GIVEN RECORDS:
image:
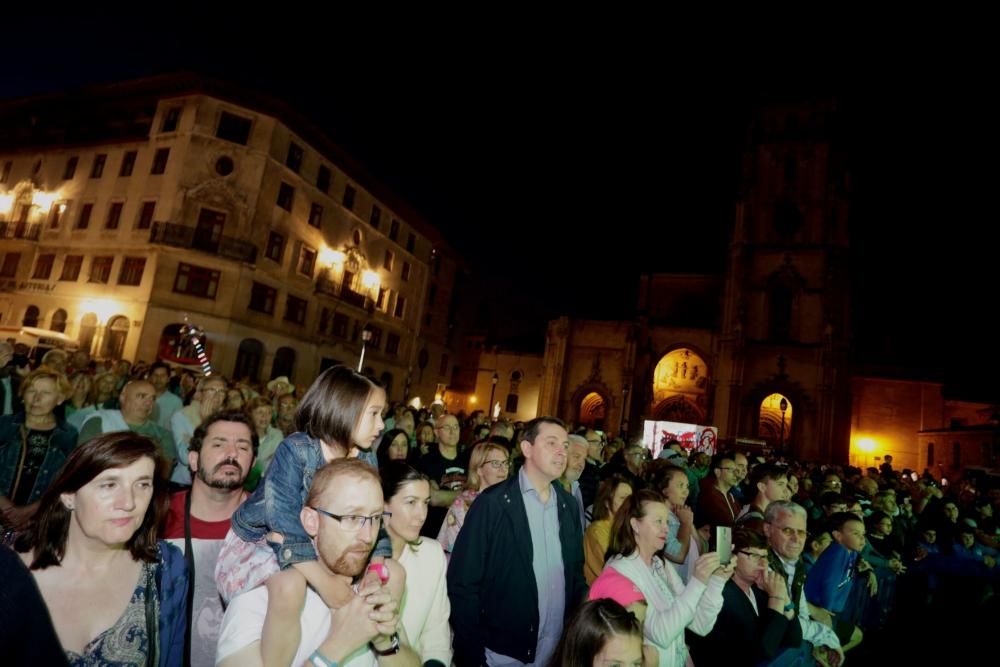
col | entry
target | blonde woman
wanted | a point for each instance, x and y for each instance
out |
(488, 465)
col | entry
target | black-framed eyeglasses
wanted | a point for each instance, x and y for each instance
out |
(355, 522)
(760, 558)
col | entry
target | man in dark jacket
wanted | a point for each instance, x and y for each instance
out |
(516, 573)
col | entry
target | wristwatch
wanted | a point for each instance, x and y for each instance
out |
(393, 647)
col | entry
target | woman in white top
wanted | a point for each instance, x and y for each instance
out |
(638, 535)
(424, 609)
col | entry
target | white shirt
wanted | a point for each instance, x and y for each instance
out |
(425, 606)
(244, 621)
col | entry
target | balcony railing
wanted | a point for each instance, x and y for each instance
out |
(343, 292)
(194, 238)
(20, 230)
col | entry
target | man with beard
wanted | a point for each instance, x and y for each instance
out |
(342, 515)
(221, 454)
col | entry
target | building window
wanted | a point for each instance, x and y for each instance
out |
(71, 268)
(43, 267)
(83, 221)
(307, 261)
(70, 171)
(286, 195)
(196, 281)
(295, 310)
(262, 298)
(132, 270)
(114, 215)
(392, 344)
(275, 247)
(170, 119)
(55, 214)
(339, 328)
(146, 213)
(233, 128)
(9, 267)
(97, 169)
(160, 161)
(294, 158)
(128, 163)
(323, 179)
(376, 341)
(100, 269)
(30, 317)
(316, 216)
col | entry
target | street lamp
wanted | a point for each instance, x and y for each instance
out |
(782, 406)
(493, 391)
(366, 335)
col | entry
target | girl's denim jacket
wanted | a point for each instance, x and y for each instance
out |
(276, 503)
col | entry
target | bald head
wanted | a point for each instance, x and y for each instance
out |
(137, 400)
--
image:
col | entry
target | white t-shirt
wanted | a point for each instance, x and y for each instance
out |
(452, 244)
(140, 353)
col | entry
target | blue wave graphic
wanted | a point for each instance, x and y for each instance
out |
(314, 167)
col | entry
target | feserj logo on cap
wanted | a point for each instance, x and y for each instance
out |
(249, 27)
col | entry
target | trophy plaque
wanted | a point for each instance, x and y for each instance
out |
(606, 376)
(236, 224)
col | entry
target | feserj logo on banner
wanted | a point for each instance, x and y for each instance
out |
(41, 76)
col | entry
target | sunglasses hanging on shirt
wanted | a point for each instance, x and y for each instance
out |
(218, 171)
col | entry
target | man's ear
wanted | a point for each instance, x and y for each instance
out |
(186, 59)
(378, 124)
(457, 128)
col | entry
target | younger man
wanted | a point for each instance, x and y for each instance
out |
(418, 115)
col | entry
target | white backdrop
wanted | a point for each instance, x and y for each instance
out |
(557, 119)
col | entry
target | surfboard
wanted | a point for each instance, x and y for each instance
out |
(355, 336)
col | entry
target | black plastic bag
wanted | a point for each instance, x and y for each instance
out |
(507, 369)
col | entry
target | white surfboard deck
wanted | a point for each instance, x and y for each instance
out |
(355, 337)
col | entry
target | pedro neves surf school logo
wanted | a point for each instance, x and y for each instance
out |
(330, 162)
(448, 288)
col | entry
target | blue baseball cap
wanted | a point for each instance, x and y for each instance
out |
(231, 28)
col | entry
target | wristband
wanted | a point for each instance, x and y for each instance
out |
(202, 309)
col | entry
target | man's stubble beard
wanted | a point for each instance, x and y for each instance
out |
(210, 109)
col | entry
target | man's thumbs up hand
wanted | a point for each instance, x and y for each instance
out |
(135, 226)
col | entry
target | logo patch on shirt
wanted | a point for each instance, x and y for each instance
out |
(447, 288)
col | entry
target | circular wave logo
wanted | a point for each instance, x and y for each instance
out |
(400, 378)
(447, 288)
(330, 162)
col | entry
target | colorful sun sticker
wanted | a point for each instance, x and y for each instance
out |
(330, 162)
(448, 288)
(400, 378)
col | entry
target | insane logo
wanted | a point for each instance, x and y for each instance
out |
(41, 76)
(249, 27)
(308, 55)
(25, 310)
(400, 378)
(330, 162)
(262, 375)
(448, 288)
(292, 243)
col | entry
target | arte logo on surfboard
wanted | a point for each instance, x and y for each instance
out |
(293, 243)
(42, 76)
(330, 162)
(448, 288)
==
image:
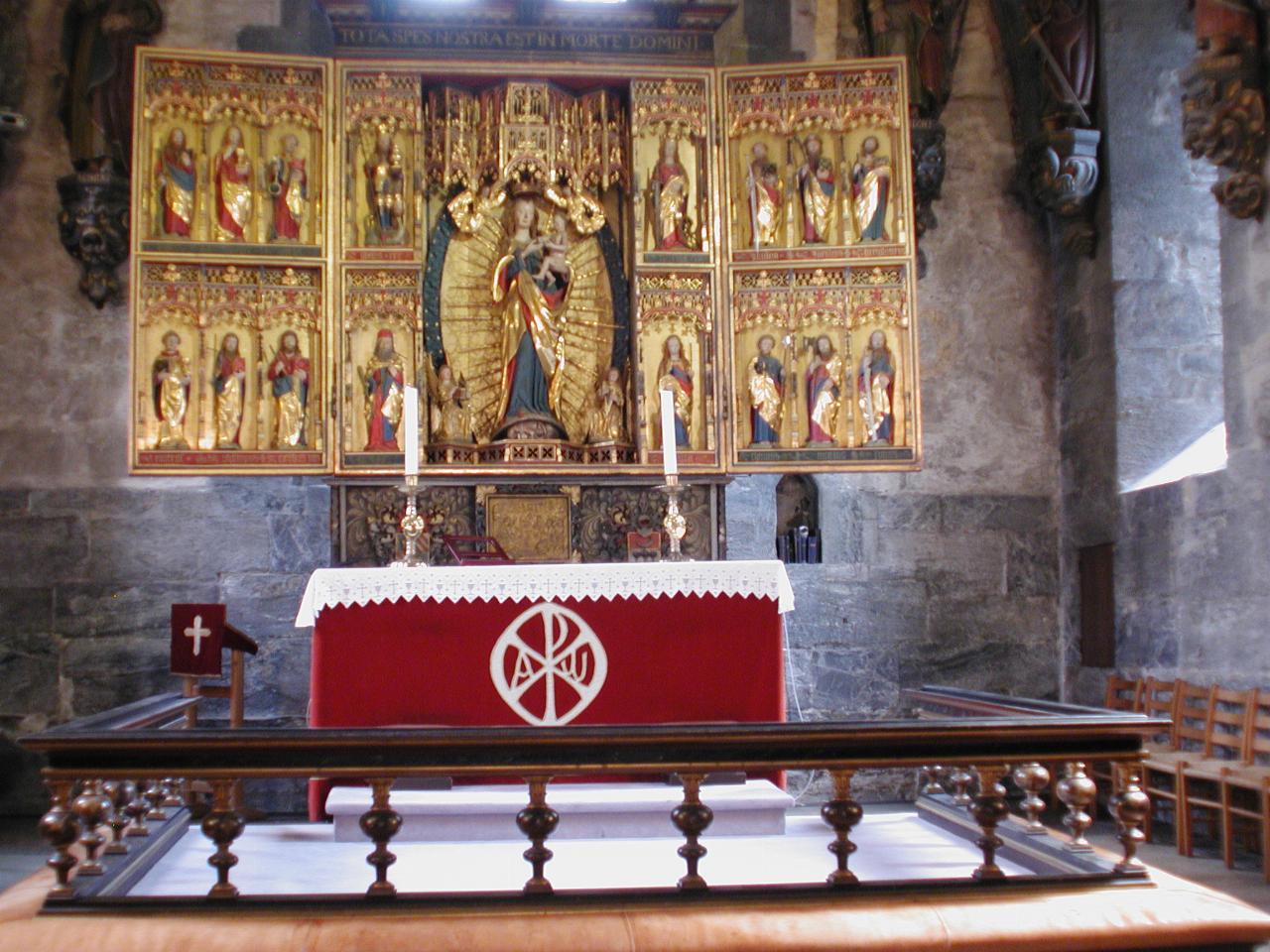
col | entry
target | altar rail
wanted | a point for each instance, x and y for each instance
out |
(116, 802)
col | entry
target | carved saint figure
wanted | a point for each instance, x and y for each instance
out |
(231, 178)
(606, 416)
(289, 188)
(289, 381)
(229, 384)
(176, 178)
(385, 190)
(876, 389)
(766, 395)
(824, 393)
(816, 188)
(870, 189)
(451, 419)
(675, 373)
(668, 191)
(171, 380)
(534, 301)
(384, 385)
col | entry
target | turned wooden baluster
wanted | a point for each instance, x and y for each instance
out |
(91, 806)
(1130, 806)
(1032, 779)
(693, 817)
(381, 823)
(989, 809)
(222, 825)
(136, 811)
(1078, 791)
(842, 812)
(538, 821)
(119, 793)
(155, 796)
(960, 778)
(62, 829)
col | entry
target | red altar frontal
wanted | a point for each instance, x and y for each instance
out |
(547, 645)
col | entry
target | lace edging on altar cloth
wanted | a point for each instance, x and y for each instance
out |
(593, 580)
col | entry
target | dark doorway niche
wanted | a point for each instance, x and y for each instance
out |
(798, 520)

EXERCISE REQUIREMENTS:
Count the lines in the items above that contain the string "dark", with case counting, and reply with only the number.

SOLVED EXERCISE:
2